------ Provided data
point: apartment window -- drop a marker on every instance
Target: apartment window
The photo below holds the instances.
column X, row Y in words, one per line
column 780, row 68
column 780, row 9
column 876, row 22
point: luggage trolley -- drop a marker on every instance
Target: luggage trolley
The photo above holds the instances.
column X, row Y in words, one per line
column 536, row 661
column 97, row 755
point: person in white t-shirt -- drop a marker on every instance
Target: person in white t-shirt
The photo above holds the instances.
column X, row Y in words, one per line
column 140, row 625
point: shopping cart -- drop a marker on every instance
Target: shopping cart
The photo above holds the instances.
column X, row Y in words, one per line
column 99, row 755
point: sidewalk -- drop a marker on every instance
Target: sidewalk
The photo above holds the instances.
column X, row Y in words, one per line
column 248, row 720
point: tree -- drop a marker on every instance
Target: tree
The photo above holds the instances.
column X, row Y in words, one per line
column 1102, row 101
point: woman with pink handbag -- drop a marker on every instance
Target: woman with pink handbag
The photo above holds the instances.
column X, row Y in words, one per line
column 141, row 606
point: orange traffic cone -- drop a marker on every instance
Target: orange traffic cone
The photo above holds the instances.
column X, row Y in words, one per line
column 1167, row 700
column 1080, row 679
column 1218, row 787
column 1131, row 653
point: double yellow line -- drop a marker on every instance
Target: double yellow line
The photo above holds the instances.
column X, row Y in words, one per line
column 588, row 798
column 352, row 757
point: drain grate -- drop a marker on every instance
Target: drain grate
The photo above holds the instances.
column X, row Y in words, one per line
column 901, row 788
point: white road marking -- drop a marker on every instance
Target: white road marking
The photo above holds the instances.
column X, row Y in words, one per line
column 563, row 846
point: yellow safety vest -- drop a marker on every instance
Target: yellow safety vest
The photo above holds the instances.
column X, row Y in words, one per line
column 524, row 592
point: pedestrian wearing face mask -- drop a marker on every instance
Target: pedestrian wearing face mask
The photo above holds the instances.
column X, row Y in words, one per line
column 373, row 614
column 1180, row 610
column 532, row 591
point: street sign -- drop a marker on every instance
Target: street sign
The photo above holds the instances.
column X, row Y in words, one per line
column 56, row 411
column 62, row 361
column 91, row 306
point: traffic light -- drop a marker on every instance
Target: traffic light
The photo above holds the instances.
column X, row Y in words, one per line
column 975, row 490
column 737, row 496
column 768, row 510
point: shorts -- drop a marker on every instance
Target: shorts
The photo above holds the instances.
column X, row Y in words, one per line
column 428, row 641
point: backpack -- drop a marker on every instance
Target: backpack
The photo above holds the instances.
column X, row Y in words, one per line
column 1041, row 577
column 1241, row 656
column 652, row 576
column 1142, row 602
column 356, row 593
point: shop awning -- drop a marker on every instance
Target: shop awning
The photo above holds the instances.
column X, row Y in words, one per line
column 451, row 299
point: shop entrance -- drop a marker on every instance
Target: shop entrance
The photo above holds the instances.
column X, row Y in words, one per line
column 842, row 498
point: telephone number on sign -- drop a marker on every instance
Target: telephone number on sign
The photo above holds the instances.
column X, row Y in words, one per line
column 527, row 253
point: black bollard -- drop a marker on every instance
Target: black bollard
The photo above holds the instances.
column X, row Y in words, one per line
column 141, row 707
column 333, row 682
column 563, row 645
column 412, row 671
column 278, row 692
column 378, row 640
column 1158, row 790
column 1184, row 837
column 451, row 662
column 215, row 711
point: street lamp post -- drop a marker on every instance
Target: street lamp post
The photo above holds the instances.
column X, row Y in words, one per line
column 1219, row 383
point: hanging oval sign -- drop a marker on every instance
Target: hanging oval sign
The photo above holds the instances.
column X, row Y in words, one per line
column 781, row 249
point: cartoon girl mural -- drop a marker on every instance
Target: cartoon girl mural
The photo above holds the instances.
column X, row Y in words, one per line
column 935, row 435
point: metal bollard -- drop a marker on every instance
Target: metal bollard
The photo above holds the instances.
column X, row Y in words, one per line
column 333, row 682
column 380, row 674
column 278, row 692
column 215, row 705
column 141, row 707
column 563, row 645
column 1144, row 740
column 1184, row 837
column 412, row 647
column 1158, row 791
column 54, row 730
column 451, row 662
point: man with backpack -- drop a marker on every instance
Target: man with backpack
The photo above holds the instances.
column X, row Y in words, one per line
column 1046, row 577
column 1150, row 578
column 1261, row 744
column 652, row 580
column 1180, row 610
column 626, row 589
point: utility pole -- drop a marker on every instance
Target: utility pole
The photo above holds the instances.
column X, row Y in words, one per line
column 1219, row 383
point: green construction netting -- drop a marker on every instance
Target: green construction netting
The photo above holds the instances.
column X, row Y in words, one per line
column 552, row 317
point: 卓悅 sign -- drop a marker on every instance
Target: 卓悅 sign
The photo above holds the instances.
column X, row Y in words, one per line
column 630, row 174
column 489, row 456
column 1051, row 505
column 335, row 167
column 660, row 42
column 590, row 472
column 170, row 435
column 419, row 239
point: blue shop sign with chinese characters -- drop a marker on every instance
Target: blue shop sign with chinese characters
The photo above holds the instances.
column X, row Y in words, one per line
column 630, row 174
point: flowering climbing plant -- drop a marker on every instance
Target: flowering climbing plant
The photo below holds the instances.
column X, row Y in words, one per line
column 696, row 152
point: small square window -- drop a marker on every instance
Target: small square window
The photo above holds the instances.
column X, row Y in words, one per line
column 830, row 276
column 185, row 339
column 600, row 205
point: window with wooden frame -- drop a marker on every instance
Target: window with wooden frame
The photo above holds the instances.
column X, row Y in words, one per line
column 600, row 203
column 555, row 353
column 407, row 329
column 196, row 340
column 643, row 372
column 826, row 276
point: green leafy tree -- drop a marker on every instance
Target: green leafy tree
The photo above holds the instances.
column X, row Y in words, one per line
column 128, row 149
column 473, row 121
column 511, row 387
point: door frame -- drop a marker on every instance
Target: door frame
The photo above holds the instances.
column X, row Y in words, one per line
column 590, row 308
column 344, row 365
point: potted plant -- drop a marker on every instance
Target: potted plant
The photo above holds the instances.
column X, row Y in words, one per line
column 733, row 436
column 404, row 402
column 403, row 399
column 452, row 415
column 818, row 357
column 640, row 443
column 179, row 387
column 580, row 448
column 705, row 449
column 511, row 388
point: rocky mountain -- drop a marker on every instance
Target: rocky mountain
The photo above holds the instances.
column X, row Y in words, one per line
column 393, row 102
------------
Job: Change every "drop a marker" in the records above to "place a dot", keeping everything else the same.

Solution to the problem:
point: apartment window -- place a dot on every instance
Target: apartment window
The photo below holds the instances.
column X, row Y in words, one per line
column 780, row 68
column 780, row 9
column 876, row 22
point: luggage trolley -- place a dot on every instance
Target: luggage trolley
The photo above holds the instances.
column X, row Y in words, one per line
column 536, row 661
column 97, row 755
point: person in white t-shirt -- place a dot on every instance
Target: person in white t-shirt
The photo above holds the instances.
column X, row Y in words, one per line
column 140, row 625
point: shopping cart -- place a dot on every instance
Target: shopping cart
The photo above holds the instances.
column X, row Y in words, one per line
column 99, row 755
point: sidewalk -- place a dot on every instance
Target: sidewalk
The photo above holds the instances.
column X, row Y in words, one per line
column 248, row 720
point: tree -- place a dot on every instance
Target: tree
The photo above holds the instances.
column X, row Y in words, one per line
column 1102, row 101
point: woman with pink handbag -- place a dot on every instance
Target: woman with pink handbag
The photo above holds the instances.
column X, row Y in words, one per line
column 141, row 606
point: orange traffic cone -- place a dot on every instance
Target: orange traffic cone
The photo above holds the instances.
column X, row Y in words, one per line
column 1167, row 700
column 1080, row 679
column 1218, row 787
column 1131, row 653
point: double yellow line -- place a dot on every instance
Target: double yellow line
The photo above holds the instances.
column X, row Y in words, one per line
column 588, row 798
column 352, row 757
point: drain grate -- place a dot on every instance
Target: drain grate
The photo above holds the instances.
column X, row Y in words, one per line
column 901, row 788
point: white road marking -- place a dot on every instance
Target: white road marking
The photo above holds the instances.
column X, row Y in words, one per line
column 563, row 846
point: yellow safety vest -- place a dot on every instance
Target: yellow safety vest
The photo above holds the instances.
column X, row Y in words, one per line
column 524, row 592
point: pedestrian wearing face mask -- place a dot on every instance
Target: pedestrian wearing face mask
The photo above holds the instances.
column X, row Y in words, one per line
column 373, row 614
column 1180, row 610
column 532, row 591
point: street sign -- place a dot on every instance
Target: street sign
The photo above holds the instances.
column X, row Y in words, one per line
column 56, row 411
column 62, row 361
column 91, row 306
point: traffic light -- place a dot on every instance
Target: traffic light
The photo above holds the instances.
column X, row Y in words, one per line
column 975, row 490
column 737, row 496
column 768, row 510
point: shorts -- place a dot on every instance
Target: shorts
The photo above holds the instances.
column X, row Y in words, one per line
column 428, row 641
point: backpack -- place a dot on every instance
Target: backpack
The photo above holds the instances.
column X, row Y in words, one per line
column 1041, row 577
column 1241, row 656
column 652, row 576
column 1142, row 602
column 356, row 593
point: shop awning -- place a dot on every instance
Target: shop awning
The photo above holds the instances.
column X, row Y in words, one per line
column 451, row 299
point: shop entrance -- place a dot on every instance
Target: shop entrance
The photo above holds the instances.
column X, row Y in words, one per line
column 842, row 498
point: telephone number on sign -- place a dot on every instance
Target: telephone number on sign
The photo above holds the instances.
column X, row Y in words, one per line
column 527, row 253
point: black bollard -- place a dot on every instance
Target: black bollard
The photo above holds the instances.
column X, row Y in words, one per line
column 141, row 707
column 333, row 682
column 563, row 645
column 412, row 671
column 278, row 692
column 378, row 640
column 1158, row 790
column 1184, row 837
column 451, row 662
column 215, row 711
point: street lamp post -- place a dot on every instance
Target: street lamp post
The photo above holds the instances.
column X, row Y in words, one per line
column 1219, row 383
point: hanging oval sign -- place a dot on every instance
Target: hanging oval sign
The photo above holds the instances.
column X, row Y in words, one per line
column 781, row 249
point: cartoon girl mural -- place a dot on every instance
Target: cartoon girl mural
The photo above holds the instances.
column X, row Y in words, one per line
column 935, row 435
point: metal bollard -- place a dot on every instance
Target: metal bollard
The photo above holds the instances.
column X, row Y in words, one per line
column 333, row 682
column 380, row 674
column 278, row 692
column 215, row 705
column 141, row 707
column 563, row 645
column 1144, row 740
column 1184, row 837
column 412, row 647
column 1158, row 791
column 54, row 730
column 451, row 662
point: man with backpack -- place a dot on every instance
Target: man with backpack
The photo above holds the instances.
column X, row Y in words, one per line
column 1046, row 577
column 1150, row 578
column 1261, row 744
column 652, row 580
column 1180, row 610
column 626, row 589
point: utility pole -- place a dot on every instance
Target: utility pole
The photo above holds the instances.
column X, row Y in words, one per line
column 1219, row 383
point: green construction netting -- place a dot on every instance
Target: green construction netting
The photo above holds the instances.
column X, row Y in words, one per line
column 552, row 317
point: 卓悅 sign -- place a dot on every instance
Target: 卓悅 sign
The photo above holds the instances.
column X, row Y in words, one per line
column 630, row 174
column 489, row 456
column 1051, row 505
column 335, row 167
column 660, row 42
column 590, row 472
column 170, row 435
column 419, row 239
point: blue shop sign with chinese characters -- place a dot on every instance
Target: blue shop sign with chinese characters
The photo above holds the instances.
column X, row Y in words, one per line
column 630, row 174
point: flowering climbing plant -- place a dot on every instance
Target: flowering climbing plant
The photo below holds the instances.
column X, row Y in words, one per line
column 696, row 152
point: small square window -- place a dot on every instance
Target: small square window
The photo above holds the instances.
column X, row Y in words, one per line
column 830, row 276
column 185, row 339
column 600, row 205
point: window with wooden frame -- place a dot on every instance
Target: window with wooden frame
The photo above holds the instances.
column X, row Y in words, one per line
column 600, row 203
column 555, row 353
column 407, row 329
column 196, row 340
column 643, row 372
column 826, row 276
point: green leafy tree -- place a dot on every instance
Target: green leafy tree
The photo above holds the instances.
column X, row Y in words, one per line
column 128, row 149
column 473, row 121
column 511, row 387
point: door frame -- place a dot on every instance
Target: door frame
The photo above holds the instances.
column X, row Y in words, one per line
column 590, row 308
column 344, row 365
point: potted plant -- place a dot on every instance
Target: potted plant
The photo above holds the instances.
column X, row Y in words, one per line
column 733, row 436
column 404, row 402
column 403, row 399
column 452, row 415
column 818, row 357
column 640, row 443
column 179, row 387
column 580, row 448
column 705, row 449
column 511, row 388
point: rocky mountain -- place a dot on every instance
Target: rocky mountain
The photo above holds the instances.
column X, row Y in words, one per line
column 393, row 102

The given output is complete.